▶ **TASK STATEMENT**:
Find each line in the rows below that contains the string "gray" and copy those lines. Only matches with the same uppercase and lowercase letters count.

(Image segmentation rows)
_ _ _ _ _

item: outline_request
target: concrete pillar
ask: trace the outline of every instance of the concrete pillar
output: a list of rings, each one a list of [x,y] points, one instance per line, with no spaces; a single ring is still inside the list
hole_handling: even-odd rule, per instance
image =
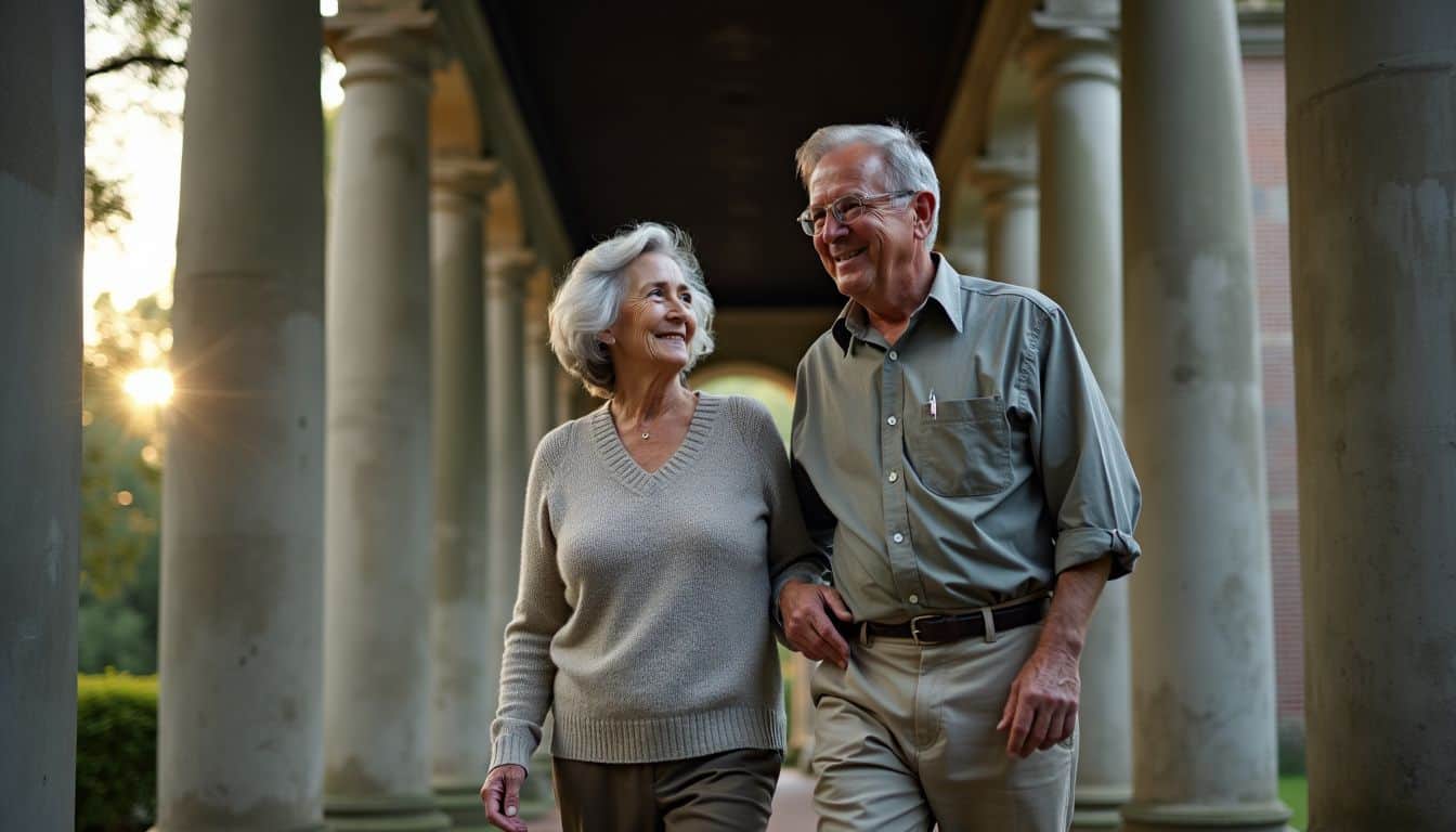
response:
[[[491,560],[491,624],[485,654],[491,663],[491,713],[501,679],[505,625],[515,608],[521,573],[521,513],[526,501],[526,281],[536,256],[526,249],[492,251],[485,265],[486,407],[485,453],[489,463],[486,551]]]
[[[430,17],[341,16],[329,32],[347,74],[328,262],[325,812],[335,829],[443,829],[430,752]]]
[[[1281,831],[1249,170],[1230,3],[1123,1],[1128,832]]]
[[[986,277],[1035,289],[1037,175],[1026,166],[983,160],[971,173],[986,217]]]
[[[74,0],[0,17],[0,829],[71,829],[84,25]]]
[[[556,357],[546,342],[546,306],[550,303],[550,271],[536,270],[526,286],[526,322],[521,356],[526,361],[526,463],[530,466],[536,455],[536,443],[553,428],[555,414],[550,399],[555,395],[552,379]]]
[[[323,828],[322,42],[319,16],[287,0],[192,7],[162,506],[162,831]]]
[[[1456,829],[1456,7],[1286,20],[1310,829]]]
[[[1115,20],[1109,20],[1115,23]],[[1042,28],[1034,76],[1041,188],[1041,290],[1066,309],[1102,388],[1123,415],[1123,184],[1112,34]],[[1107,586],[1082,656],[1075,829],[1112,829],[1133,793],[1128,581]]]
[[[435,609],[431,619],[432,784],[453,828],[485,826],[491,765],[482,211],[496,166],[437,159],[431,194]]]

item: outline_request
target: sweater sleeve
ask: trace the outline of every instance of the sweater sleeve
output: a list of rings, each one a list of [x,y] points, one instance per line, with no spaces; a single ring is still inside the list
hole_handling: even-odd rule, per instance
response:
[[[769,507],[769,616],[773,634],[783,641],[783,622],[779,618],[779,593],[791,580],[824,583],[828,561],[810,541],[799,509],[794,476],[789,472],[789,458],[783,439],[773,425],[773,417],[759,402],[744,399],[741,408],[744,440],[760,460],[764,503]],[[785,643],[786,644],[786,643]]]
[[[547,495],[568,444],[572,423],[547,434],[536,447],[526,484],[521,529],[521,580],[515,612],[505,628],[501,695],[491,724],[491,768],[526,766],[542,740],[542,723],[552,704],[556,666],[550,643],[571,615],[566,586],[556,567]]]

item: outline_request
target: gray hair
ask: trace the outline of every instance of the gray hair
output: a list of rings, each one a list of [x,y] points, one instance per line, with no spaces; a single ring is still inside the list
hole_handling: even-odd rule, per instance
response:
[[[591,246],[571,264],[566,280],[556,290],[547,310],[550,348],[556,353],[556,360],[568,373],[581,379],[587,392],[600,399],[612,398],[617,383],[612,353],[600,341],[600,334],[617,322],[628,293],[626,268],[645,254],[673,258],[683,271],[683,280],[693,289],[692,312],[697,328],[687,345],[683,373],[713,351],[713,297],[708,293],[703,270],[697,265],[687,232],[661,223],[629,226],[612,239]]]
[[[941,230],[941,179],[935,175],[930,157],[920,147],[920,138],[904,125],[894,121],[890,124],[831,124],[815,130],[814,136],[810,136],[808,141],[794,153],[804,189],[808,191],[810,178],[820,159],[847,144],[869,144],[879,150],[881,159],[885,160],[885,170],[890,173],[888,187],[891,191],[929,191],[935,194],[930,236],[925,239],[925,248],[935,246],[935,235]]]

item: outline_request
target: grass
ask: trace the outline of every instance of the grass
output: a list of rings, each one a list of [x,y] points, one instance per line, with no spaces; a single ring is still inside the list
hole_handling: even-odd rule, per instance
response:
[[[1278,798],[1294,813],[1289,825],[1294,829],[1309,829],[1309,781],[1305,775],[1278,778]]]

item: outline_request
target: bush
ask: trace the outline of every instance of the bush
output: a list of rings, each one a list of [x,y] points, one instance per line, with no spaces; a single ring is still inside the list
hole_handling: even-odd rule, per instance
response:
[[[1305,717],[1280,717],[1278,774],[1305,777]]]
[[[76,829],[147,829],[157,801],[157,678],[108,669],[76,685]]]

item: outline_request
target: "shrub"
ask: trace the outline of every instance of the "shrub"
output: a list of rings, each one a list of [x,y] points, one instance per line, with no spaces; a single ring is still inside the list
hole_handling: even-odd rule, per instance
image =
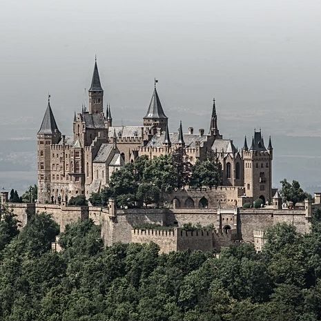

_ _ _ _ _

▶ **FINAL RESULT**:
target: gray hair
ask: trace the outline of every instance of the gray hair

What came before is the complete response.